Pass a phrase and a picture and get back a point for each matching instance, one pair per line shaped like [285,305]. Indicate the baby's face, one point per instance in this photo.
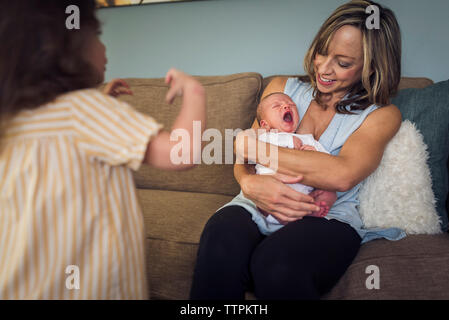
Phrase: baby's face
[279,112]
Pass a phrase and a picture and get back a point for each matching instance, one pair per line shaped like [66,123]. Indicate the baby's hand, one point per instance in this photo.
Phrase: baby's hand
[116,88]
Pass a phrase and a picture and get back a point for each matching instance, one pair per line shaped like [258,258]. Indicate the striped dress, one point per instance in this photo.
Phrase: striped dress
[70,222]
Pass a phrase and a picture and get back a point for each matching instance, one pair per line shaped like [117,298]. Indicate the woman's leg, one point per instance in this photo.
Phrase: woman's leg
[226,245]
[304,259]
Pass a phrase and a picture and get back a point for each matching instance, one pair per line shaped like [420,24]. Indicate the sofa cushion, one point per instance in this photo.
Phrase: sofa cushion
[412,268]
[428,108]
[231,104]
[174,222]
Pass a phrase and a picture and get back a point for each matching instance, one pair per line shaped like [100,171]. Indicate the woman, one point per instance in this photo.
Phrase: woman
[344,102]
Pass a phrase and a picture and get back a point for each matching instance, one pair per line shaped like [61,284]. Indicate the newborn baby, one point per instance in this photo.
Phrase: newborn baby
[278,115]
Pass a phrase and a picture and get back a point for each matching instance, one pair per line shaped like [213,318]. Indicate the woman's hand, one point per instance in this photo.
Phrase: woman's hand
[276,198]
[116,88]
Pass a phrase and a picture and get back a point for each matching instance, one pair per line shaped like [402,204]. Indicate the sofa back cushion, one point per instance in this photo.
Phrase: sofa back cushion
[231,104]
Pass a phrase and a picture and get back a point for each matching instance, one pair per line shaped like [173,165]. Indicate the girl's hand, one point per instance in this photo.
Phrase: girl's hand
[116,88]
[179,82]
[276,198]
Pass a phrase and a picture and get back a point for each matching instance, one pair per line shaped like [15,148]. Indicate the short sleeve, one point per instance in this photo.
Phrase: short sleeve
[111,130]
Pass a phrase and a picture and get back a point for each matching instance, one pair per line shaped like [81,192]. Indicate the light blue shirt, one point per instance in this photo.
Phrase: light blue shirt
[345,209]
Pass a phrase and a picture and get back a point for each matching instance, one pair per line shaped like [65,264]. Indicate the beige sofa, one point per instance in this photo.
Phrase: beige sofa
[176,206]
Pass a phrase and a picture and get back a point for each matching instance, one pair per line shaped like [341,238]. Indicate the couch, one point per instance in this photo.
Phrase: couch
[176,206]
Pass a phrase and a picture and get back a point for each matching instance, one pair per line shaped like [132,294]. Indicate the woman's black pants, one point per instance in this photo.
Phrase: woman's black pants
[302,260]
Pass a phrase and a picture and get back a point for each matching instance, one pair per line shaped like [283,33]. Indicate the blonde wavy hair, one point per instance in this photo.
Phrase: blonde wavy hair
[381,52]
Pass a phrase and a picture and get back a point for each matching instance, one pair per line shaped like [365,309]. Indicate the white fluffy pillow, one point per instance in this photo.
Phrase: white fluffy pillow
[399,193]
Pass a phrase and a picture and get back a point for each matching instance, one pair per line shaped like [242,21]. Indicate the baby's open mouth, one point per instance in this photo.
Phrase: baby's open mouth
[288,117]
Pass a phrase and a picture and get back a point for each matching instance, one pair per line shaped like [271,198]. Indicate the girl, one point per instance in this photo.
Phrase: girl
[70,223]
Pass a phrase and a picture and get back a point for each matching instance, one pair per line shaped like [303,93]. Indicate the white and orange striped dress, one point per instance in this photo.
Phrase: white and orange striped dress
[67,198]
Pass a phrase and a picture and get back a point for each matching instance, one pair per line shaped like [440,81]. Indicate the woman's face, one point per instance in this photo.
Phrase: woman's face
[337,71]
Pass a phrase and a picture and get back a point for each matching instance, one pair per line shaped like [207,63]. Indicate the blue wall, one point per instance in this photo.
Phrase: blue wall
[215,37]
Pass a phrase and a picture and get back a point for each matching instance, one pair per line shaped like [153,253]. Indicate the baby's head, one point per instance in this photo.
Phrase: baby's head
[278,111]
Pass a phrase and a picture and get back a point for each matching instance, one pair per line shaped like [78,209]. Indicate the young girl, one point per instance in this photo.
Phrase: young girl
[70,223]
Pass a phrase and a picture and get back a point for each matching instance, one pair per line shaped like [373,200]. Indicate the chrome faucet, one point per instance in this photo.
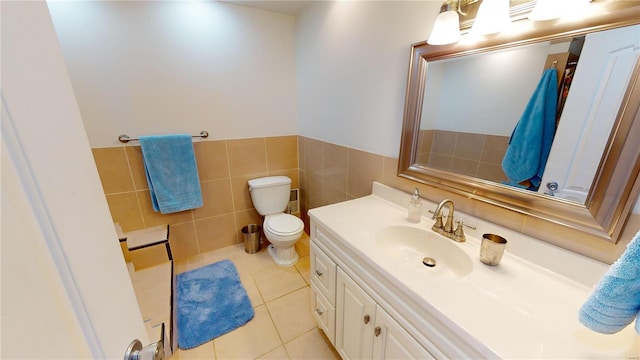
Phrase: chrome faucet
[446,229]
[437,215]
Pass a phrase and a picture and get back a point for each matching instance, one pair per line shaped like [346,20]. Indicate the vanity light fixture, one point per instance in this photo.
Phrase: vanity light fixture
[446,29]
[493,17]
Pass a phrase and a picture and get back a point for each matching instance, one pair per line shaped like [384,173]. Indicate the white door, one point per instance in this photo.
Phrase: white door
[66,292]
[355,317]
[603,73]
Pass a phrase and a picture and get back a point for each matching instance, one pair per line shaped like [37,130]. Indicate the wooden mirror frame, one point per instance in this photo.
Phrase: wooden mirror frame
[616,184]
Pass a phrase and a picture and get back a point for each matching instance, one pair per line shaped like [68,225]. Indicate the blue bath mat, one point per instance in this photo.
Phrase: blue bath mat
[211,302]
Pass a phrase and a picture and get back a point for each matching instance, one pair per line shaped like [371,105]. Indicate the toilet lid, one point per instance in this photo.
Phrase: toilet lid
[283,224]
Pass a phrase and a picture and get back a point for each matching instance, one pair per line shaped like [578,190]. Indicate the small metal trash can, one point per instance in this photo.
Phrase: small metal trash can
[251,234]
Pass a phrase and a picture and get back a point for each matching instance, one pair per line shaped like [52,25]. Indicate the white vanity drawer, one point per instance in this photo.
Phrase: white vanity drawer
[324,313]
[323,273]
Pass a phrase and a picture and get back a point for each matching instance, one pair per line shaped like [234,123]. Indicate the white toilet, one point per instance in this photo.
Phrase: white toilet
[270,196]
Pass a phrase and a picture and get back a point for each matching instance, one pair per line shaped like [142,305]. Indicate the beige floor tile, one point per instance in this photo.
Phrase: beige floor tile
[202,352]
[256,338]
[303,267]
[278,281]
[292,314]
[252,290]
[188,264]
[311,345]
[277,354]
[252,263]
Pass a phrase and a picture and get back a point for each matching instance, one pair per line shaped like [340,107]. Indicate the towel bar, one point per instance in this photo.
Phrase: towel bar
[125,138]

____

▶ [Instructions for the task]
For the data above, return an exact copy that contains no pictures.

▶ [Answer section]
Pass a phrase and a picture and get back a point for each matching instance, one pair per line shaped like [285,305]. Indicate the baby's face, one point per instance in this photo.
Phrase: baby's face
[279,112]
Pass a phrase and a picture and get back a point for each matching instance, one pair per line shaped like [66,123]. Indicate the baby's hand, one point per instance in this photo.
Phrase: baby's hand
[116,88]
Pass a phrase and a picture and get back a point for each matching instance, one pair per line shaped like [258,258]. Indicate the striped dress, one point per instance in this photo.
Phrase: striped dress
[70,222]
Pass a phrase and a picture and get back a point for each matching instance, one pair per line shaped like [117,298]. Indicate the woman's leg, one point per instance in this photo.
Phrase: woman's leg
[226,245]
[304,259]
Pass a phrase and a picture and get back a point for each matching instance, one pair per line shaped like [420,24]. Indicate the sofa cushion, one point per instance in this photo.
Phrase: sofa cushion
[412,268]
[428,108]
[231,104]
[174,222]
Pass a phrase and a picture and get back a point for each matching instance, one pair per line shaped like [100,171]. Indicate the woman, one point per instance in this photo.
Phrase: woman
[344,102]
Pass a phrase and a picture and get back a point for each matching instance, one pair per line shaped like [61,284]. Indicate the newborn baby, one point per instance in this photo.
Phrase: newborn baby
[278,115]
Pass a phrase and a picture and get back a point for each matching instance, one pair per line shaped like [213,318]. Indicate the woman's hand, one point per instance in this photo.
Phrase: woman's hand
[276,198]
[116,88]
Pass a phrase and a picture and get back a point for each matching instance, one pair per line shaped like [402,204]. Indicate the sofa back cushion, one point per instance in this photo.
Phrase: sofa back cushion
[231,104]
Pass a phrase and a picture and get back a point for each matching instance, one pair per line shaped like [173,165]. Indicate the girl's hand, one point per instance in this photo.
Phrase: girl's hand
[116,88]
[179,82]
[276,198]
Pass a phrase and a picture and get back a point for each matching instance, one pair per line shaped like [15,148]. Indicate the short sleeve, one point per instance in this photo.
Phrase: short sleeve
[111,130]
Pass a phrase and a picture and get back a point for each matching instance, one pair per line shaped like [81,192]. Indicate the light blue shirt, one point per instance in this photo.
Phrase: light blue shirt
[345,209]
Pass a phrase and a picture and get back a point for each matching instance, one pair per line shaped like [65,264]. Indicate the beige sofa, one point per instance in this photo.
Phrase: beige sofa
[176,206]
Pass a phrase and a picture and get back a point for each matching instance, one pair per line shaped like [341,238]. Indicate the couch, one point per instance in this photo.
Phrase: couch
[176,206]
Pass a phrase and a picture and get back a point for each matching instance, one pair per line shaped like [132,294]. Indicate the woman's black pants, one point per instance in this photo.
Phrase: woman's black pants
[302,260]
Pass a phrase and a picture and get back a point for each matching instance, one pair per line shaped like [283,33]. Indicate the blonde wavy hair, one point per instance in this photo.
Phrase: blonde wavy hair
[381,52]
Pass a phrase and a picture and get back a point for each matching instance, one pair per line shaped like [365,309]. Indicate the white fluffy pillow, one point per instance in this photo.
Phrase: white fluffy pillow
[399,193]
Pass a phrase and a picture and get back a point for each matching instance, one pair per line shaped like [242,21]. Indicate the baby's open mouth, one point per instance in this photo.
Phrase: baby's open mouth
[288,117]
Pass a phrase and a picture and get back a point for each matching instance, one pair per line shaped like [271,198]. Indicate the girl, one point per instance in this photo.
Phrase: girl
[70,223]
Pass a phrase and a picture and get back a point for each matching instance, one pair per line shaped like [303,93]. Indicate the white and orange striped dress, one point per instance in this photo.
Phrase: white and orange striped dress
[67,198]
Pass a phrase and a picture and get back a point for each matching instance, one pair per line shaped like [440,81]. Indicate the woman's face, one point per instance in this photo.
Phrase: woman's face
[337,71]
Pass a phrase and a picture and get back a point for each matching instance, one pair per line shaped like [207,63]. Indicate the blue wall, one point per instance in this photo.
Phrase: blue wall
[215,37]
Pass a phrase and a picture and get back a point for each matching instance, one pair per line shaped like [153,253]. Indicate the baby's head, one point per instance in this photo.
Phrase: baby's head
[278,111]
Pass a phrase and a picture and get back a point for each matching instance, one pair per line shaped like [78,209]. Indicate the young girl, one point per instance in this photo.
Phrase: young girl
[70,223]
Pass a phrase and a picture and get back a point for each matching instance, one pair per line shaped like [373,200]. Indicate the chrome faucet, one point per instance in this photo.
Phrase: chrome faucet
[446,229]
[437,215]
Pass a phrase and a picture and get back a point for each matching instance, one pair per line shaped like [346,20]. Indicate the vanity light fixture, one point per instance in this photo.
Phrase: vanity light fixture
[446,29]
[493,17]
Pass a phrase and a picture and get back a point for each matching instance, one pair per line shaped like [384,173]. Indicate the white door, one point per instance in this photo.
Phrase: white door
[66,292]
[355,317]
[603,73]
Pass a phrase and a picture and get back a point for each matching instance, one pair per line shaped like [37,130]. Indicate the wooden mirror frame, one point per instance in this photo.
Phrase: wooden mirror frame
[616,184]
Pass a phrase and a picture and get back a point for each matching instance, one pair per line shaped like [68,225]. Indicate the blue bath mat, one point per instance in this photo.
Phrase: blue bath mat
[211,302]
Pass a phrase and a picture and get back a point for each matching instance, one pair per line shaped like [371,105]. Indicate the toilet lid, one point per instance in this photo.
Phrase: toilet lid
[283,224]
Pass a phrase and a picture and get back a point for each matching instance, one pair per line shaped like [578,190]. Indicate the small metal trash can, one point per instance in this photo.
Phrase: small metal trash can
[251,234]
Pass a phrase and a picture and get back a point for each matching instance, one pair per line shaped like [52,25]. Indicate the white vanity drawer, one point per instance in this photo.
Phrase: white vanity drawer
[324,313]
[323,273]
Pass a phrase and a picture and get back a point for each matching instance, one pair per line shaped like [234,123]. Indicate the white toilet, one point per instance in this photo.
Phrase: white toilet
[270,196]
Pass a phrase and a picture and get back a point for each matching instance, one pair per line shaped like [142,305]. Indicate the beige floor tile, one point per instance in this photo.
Phrase: beige floor tile
[202,352]
[256,338]
[303,267]
[278,281]
[292,314]
[252,290]
[188,264]
[311,345]
[277,354]
[252,263]
Pass a phrase and a picture and get back a point for each matching instance, one pair per line shaped like [340,107]. Indicate the towel bar, one point per instance in this photo.
Phrase: towel bar
[125,138]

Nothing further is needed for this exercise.